Stated exercise: Update the article about credit card marketing to college students: write it out again from "No Free Lunch For Credit" up to and including "credit card application.", putting "voucher" in place of "coupon".

Selected passage:
** begin **

No Free Lunch For Credit Card Companies

Even in college, there's no such thing as a free lunch, as University of Illinois at Chicago student Sydney Maier found out when she learned the free sandwich coupon she received on campus couldn't be used unless she filled out a credit card application.

"I think it's absolutely manipulative," Maier said. "I think it makes the student passive in obtaining a credit card when they could be actively perusing it."

The creative marketing ploy is a way for credit card companies to circumvent college policies that no longer allow them to solicit on campus. Dozens of schools, including the University of Illinois at Chicago, Georgetown University and Ohio State University have banned credit card companies from their grounds.

College campusPlay

The new regulations could be a blow to companies that often view universities as fertile ground for cultivating new customers — they can hook students early and instill brand loyalty.

"I have a very strong opinion when universities go out of their way to establish regulations and policies to prevent marketing on campuses, and then credit card companies find specific ways to go around that and still target students," said University of Illinois at Chicago student Brett Thurman.

But now universities and lawmakers are fighting a back against companies that aggressively market to college students.

No Free Lunch for Companies

The state of Ohio has sued a credit card company over a marketing ploy aimed at Ohio State students in which the students were given fliers that said they'd receive a free burrito when they showed their student IDs at a local restaurant. When the students arrived, they had to fill out credit card applications to get their free lunch, similar to Maier's experience in Chicago.

Ohio State Attorney General Marc Dann sued the company for violating the state's consumer protection law by allegedly using deceptive marketing. The state also went after the participating restaurant.

The case against the credit card company has yet to be resolved and is still in state court. The restaurant has settled its claim.

On the national front, Washington lawmakers today will discuss whether legislation is needed to rein in credit card companies when Rep. Carolyn Maloney, D-N.Y., holds a hearing on problem credit card practices affecting students. Maloney, who chairs the House Financial Institutions and Consumer Credit Subcommittee, has proposed a credit cardholders' bill of rights.

** end **

(Recorded data)
** begin **

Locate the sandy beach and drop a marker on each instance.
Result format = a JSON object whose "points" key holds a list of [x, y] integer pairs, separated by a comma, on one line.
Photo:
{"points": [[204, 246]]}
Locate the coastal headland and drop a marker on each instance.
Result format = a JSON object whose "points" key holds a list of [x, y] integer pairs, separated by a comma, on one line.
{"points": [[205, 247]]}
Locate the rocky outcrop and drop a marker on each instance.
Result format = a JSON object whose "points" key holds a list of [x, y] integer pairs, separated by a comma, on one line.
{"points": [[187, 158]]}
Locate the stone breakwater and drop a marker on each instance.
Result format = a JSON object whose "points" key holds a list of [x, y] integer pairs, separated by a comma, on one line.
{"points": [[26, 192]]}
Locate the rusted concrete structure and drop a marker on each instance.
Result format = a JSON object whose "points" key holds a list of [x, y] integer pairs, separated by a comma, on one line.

** end **

Written response:
No Free Lunch For Credit Card Companies

Even in college, there's no such thing as a free lunch, as University of Illinois at Chicago student Sydney Maier found out when she learned the free sandwich voucher she received on campus couldn't be used unless she filled out a credit card application.